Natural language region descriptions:
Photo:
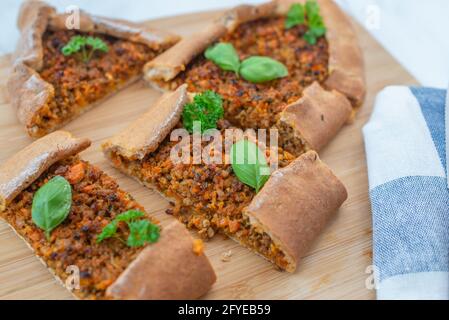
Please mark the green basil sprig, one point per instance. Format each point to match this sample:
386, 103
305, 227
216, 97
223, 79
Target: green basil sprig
224, 56
140, 231
249, 164
297, 14
206, 107
85, 45
51, 204
254, 69
259, 69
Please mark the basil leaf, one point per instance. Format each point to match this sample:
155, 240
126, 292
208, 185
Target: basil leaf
137, 233
129, 215
141, 232
224, 55
312, 8
51, 204
97, 44
295, 16
249, 164
259, 69
108, 232
153, 233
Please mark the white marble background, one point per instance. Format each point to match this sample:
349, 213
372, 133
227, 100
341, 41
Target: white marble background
415, 32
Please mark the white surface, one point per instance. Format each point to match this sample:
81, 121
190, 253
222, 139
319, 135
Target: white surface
414, 31
397, 113
415, 286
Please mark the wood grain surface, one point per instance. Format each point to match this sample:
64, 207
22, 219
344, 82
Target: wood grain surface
335, 267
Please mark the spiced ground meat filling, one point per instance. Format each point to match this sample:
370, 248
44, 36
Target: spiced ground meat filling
79, 83
250, 105
96, 201
207, 197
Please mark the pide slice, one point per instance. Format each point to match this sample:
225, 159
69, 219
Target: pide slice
323, 89
279, 222
66, 64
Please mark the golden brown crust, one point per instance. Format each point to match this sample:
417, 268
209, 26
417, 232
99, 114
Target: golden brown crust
28, 92
317, 116
296, 203
146, 133
22, 169
153, 38
168, 269
173, 61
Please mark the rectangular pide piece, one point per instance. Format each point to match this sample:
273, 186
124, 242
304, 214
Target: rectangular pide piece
171, 267
279, 223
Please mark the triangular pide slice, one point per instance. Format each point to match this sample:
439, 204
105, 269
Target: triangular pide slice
324, 87
279, 223
59, 73
137, 260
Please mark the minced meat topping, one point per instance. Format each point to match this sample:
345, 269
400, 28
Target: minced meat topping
249, 105
97, 199
209, 198
77, 83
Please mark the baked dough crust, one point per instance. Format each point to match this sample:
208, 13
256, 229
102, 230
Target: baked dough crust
28, 92
157, 272
292, 207
168, 269
296, 203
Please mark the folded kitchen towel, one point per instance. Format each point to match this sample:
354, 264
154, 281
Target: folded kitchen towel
406, 149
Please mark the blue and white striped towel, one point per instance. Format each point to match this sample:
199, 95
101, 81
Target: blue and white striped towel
405, 142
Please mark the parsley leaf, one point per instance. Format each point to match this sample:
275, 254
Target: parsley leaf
206, 108
129, 215
108, 232
85, 46
311, 11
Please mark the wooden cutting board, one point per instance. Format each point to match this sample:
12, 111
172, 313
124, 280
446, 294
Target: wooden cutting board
335, 267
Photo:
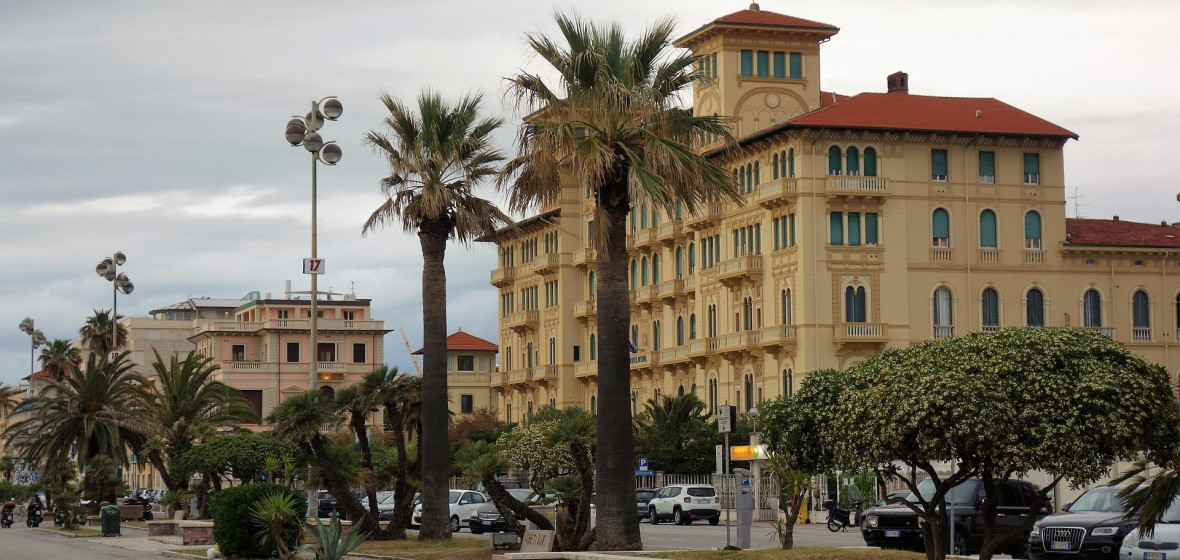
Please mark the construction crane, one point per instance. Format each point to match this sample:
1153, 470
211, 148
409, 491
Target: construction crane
411, 350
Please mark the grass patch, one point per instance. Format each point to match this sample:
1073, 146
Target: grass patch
415, 549
801, 553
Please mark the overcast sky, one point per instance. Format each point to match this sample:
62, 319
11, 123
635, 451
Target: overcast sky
155, 127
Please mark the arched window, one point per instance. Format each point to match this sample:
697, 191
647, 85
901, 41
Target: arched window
1092, 309
944, 324
988, 229
941, 226
990, 309
853, 158
1033, 231
870, 162
1140, 317
1034, 302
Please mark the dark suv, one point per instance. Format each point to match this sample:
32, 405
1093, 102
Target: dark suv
1089, 528
897, 526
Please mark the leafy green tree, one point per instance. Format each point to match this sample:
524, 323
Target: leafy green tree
998, 404
614, 122
438, 153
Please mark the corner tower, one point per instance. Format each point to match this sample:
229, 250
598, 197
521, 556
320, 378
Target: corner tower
762, 67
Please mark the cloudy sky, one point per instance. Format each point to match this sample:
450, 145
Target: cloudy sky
155, 127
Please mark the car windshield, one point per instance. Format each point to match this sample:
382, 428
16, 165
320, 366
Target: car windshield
963, 493
1105, 499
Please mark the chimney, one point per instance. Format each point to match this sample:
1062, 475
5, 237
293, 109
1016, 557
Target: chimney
898, 83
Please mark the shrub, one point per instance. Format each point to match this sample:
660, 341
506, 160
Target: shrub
236, 532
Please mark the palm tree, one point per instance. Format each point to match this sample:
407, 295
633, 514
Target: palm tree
57, 357
182, 406
96, 334
614, 123
437, 157
91, 412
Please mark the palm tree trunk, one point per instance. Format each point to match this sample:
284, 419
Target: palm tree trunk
436, 448
618, 527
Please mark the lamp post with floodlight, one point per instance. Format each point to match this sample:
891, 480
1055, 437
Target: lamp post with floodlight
302, 131
109, 269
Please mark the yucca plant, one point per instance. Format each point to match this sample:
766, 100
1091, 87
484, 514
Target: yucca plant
329, 544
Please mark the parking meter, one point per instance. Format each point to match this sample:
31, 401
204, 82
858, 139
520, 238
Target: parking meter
745, 503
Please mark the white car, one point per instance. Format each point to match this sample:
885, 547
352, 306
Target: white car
463, 505
682, 503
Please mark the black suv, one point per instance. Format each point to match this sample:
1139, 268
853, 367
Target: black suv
897, 526
1089, 528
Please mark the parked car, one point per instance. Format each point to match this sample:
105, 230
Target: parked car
682, 503
326, 503
463, 505
1089, 528
1162, 545
642, 498
486, 519
897, 526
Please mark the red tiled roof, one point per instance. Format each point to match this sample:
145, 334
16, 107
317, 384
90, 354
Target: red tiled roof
906, 112
1116, 232
758, 17
463, 341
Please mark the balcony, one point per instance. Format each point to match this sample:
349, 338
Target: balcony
748, 268
777, 193
856, 186
585, 309
583, 257
708, 213
739, 342
672, 231
526, 320
503, 277
669, 290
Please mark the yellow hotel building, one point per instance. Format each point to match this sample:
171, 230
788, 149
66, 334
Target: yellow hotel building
870, 222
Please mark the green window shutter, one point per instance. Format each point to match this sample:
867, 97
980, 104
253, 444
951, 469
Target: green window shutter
1033, 225
837, 229
833, 160
938, 164
941, 222
988, 229
988, 164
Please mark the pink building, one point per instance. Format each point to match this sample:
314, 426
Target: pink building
263, 349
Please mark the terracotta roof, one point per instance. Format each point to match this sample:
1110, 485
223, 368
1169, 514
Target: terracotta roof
758, 17
906, 112
463, 341
1116, 232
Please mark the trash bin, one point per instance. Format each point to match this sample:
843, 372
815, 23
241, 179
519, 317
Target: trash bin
111, 519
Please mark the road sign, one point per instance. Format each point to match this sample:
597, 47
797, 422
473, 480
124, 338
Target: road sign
314, 265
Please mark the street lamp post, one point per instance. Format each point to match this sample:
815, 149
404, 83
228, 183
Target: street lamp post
38, 338
109, 269
301, 131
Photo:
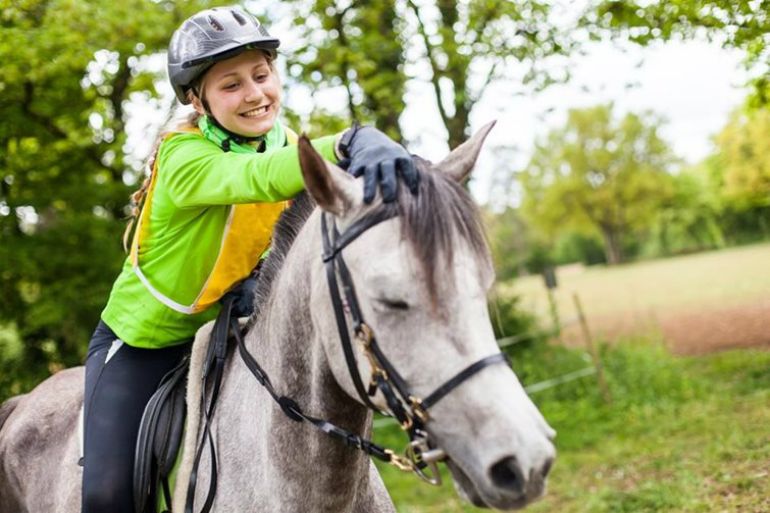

Task prompt: Take the entries above and set them down exactly, minus the pictures.

Output:
Photo:
Please mark the green basil sprig, one point per instance. Format each point to match this sample:
386, 103
305, 227
216, 97
223, 79
Target: green basil sprig
224, 56
140, 231
249, 164
297, 14
206, 107
85, 45
51, 204
254, 69
259, 69
Please mark the basil leaf, one point per instance. Format each point to match this sample:
155, 240
126, 292
208, 185
Target: basil leaf
137, 233
129, 215
141, 232
224, 55
312, 8
51, 204
97, 44
295, 16
249, 164
259, 69
108, 232
153, 233
Please mark the white marble background, one point per instance. Format each point to match this sample:
349, 213
372, 133
227, 100
341, 41
Target: white marble background
415, 32
Please mark the white surface, one point per instance. Format each point to match this sample:
81, 121
190, 253
222, 139
319, 135
Target: white surface
414, 31
397, 113
415, 286
Please mark the wood grain surface, one point per instance. Format each point to match this sample:
64, 207
22, 219
344, 82
Target: wood grain surface
335, 267
Please mark the spiced ground meat filling, one point per instance. Format each point to match this sample:
370, 248
44, 36
Target: spiced ground meat filling
79, 83
250, 105
96, 201
207, 197
Please mark the pide slice, one point per instance. Format each point to match this sample:
225, 159
69, 219
Target: pide slice
323, 89
279, 222
66, 64
Please mark the golden brown crust, one point per instance. Format each point to match this sample:
417, 268
209, 26
417, 232
99, 114
Target: golden brown crust
28, 92
317, 116
296, 203
146, 133
22, 169
153, 38
168, 269
173, 61
Please mark the rectangular pide piece, one point per instance. Format each point to match this sample:
273, 186
124, 242
304, 214
Target: rectangular pide piece
171, 267
279, 223
Please mark the triangular pide slice, one point per instance. Format each point to match this sample:
439, 204
105, 269
Target: triangular pide slice
324, 87
279, 223
59, 73
137, 260
Please mark the minced meat topping, one point per instance. Format each point to match this sample:
345, 269
400, 28
Target: minced meat topping
249, 105
97, 199
209, 198
77, 83
Please mark the baked dough crust, one point per instance. Format each point to match this sample:
208, 13
256, 229
102, 230
Target: baked dough crust
28, 92
157, 272
292, 207
168, 269
296, 203
Please mark the folded kitchen towel, one point per instance. Format each point to match this sample:
354, 264
154, 281
Target: folded kitchen towel
406, 149
Please mark the blue and white striped towel, one point per instance. Format each point to match this sample:
199, 95
101, 81
Target: blue and white striped towel
405, 142
Please mark the parsley leaf, one point per instance. Format each point to match this sample:
275, 254
Target: parsley leaf
206, 108
129, 215
108, 232
85, 46
311, 11
Please mark the wooden cutting board, one point per instance. Format each point to match this sample:
12, 111
172, 313
124, 280
446, 294
Target: wooden cutting board
335, 267
Photo:
Please mark the construction crane, one point per instance. Format each point to match this sample:
1153, 470
211, 148
409, 491
Target: construction crane
411, 350
Please mark the grass patch, one point per instance. Format each point to match this sample:
1073, 146
Target: grass patch
415, 549
801, 553
Please mark the overcast sky, one point per instance. Format each point to match this sample:
62, 319
11, 123
635, 451
Target: overcast sky
155, 127
Please mark the arched window, one point per instance. Format each point to match this sample:
697, 191
647, 85
901, 41
Target: arched window
1092, 309
944, 324
988, 229
941, 226
990, 309
853, 158
1033, 231
870, 162
1140, 317
1034, 302
Please mark the dark suv, one point per instance. Format each point to match this sample:
32, 405
1093, 102
Target: dark suv
1089, 528
897, 526
Please mark the leafy green tree, one point per instance. Format each point to match this sample:
524, 323
Target: leafy green tree
998, 404
614, 122
438, 153
Please mark the corner tower, one point per instance. Format each point to match this sample:
229, 250
598, 197
521, 556
320, 378
Target: corner tower
762, 67
Please mark the cloudy sky, one point per instance. Format each point to match this sample:
450, 145
Target: cloudy sky
155, 127
Please mark the car windshield, one point per instance. Format each point to match this sample:
382, 428
16, 165
320, 366
Target: car windshield
963, 493
1105, 499
Please mark the chimney, one point per instance. Format each point to match this sample:
1062, 475
5, 237
293, 109
1016, 557
Target: chimney
898, 83
Please mark the shrub, one point per instance. Format each point to match this sample:
660, 341
506, 160
Target: shrub
236, 532
Please mark the palm tree, one point per instance. Format each point to match this sample:
407, 295
633, 514
Target: palm tree
57, 357
182, 406
96, 334
614, 123
437, 157
91, 412
Please mark the palm tree trunk, one point per instance. Format each point to match this sample:
284, 419
Target: palm tree trunk
436, 448
618, 527
Please mark the lamp post with floodlight, one point per instance. Format each point to match this sample:
891, 480
1055, 437
Target: lamp post with floodlight
302, 131
109, 269
Please mark the yucca plant, one point per instance. Format each point to match this sample:
766, 100
1091, 87
484, 514
Target: yucca plant
329, 544
Please mark the parking meter, one point per instance. Format each point to match this sample:
31, 401
204, 82
858, 139
520, 238
Target: parking meter
745, 503
Please mark the white car, one point per instance. Format each point to match this sample:
885, 547
352, 306
Target: white car
463, 505
682, 503
Please mark the black suv, one point per instance. Format each point to match this sample:
1139, 268
853, 367
Target: black suv
897, 526
1089, 528
Please mark the parked car, one point per instance. Format each point to match this sample:
105, 230
Target: parked car
682, 503
326, 503
463, 505
1089, 528
1162, 545
642, 498
486, 519
897, 526
Please mark the red tiled roof, one point per instance. Format each point to match this sample:
145, 334
16, 107
317, 384
90, 354
Target: red tiled roof
906, 112
1116, 232
758, 17
463, 341
Please mark the balcony, one point per instance. Format each point to match this sample:
349, 338
Target: balcony
748, 268
777, 193
856, 186
585, 309
583, 257
708, 213
739, 342
672, 231
526, 320
503, 277
669, 290
Please mark the yellow hotel building, one point per instance. Format each point to match this sample:
171, 230
788, 149
66, 334
Target: yellow hotel building
870, 222
Please mark the green window shutter, one point per instance. Format each point to match this sample:
867, 97
980, 104
253, 444
951, 469
Target: green window shutter
1033, 225
837, 229
833, 160
938, 164
941, 222
988, 229
988, 164
Please mark the pink building, one point per instance. Format each point to match this sample:
314, 426
Target: pink building
263, 349
Please mark the terracotta roof, one point per instance. Format each point to match this sample:
1110, 485
223, 368
1169, 514
Target: terracotta roof
758, 17
906, 112
463, 341
1116, 232
Please mark the trash bin, one point per instance. Format each point to match this sample:
843, 372
815, 23
241, 179
519, 317
Target: trash bin
111, 519
Please mark the road sign, one point per instance. Format each point to match this sample:
597, 47
797, 422
473, 480
124, 338
Target: road sign
314, 265
Please mark the street lamp post, one point per instance. Format each point to match this sample:
815, 149
404, 83
228, 183
Target: street lamp post
38, 338
109, 269
301, 131
Photo:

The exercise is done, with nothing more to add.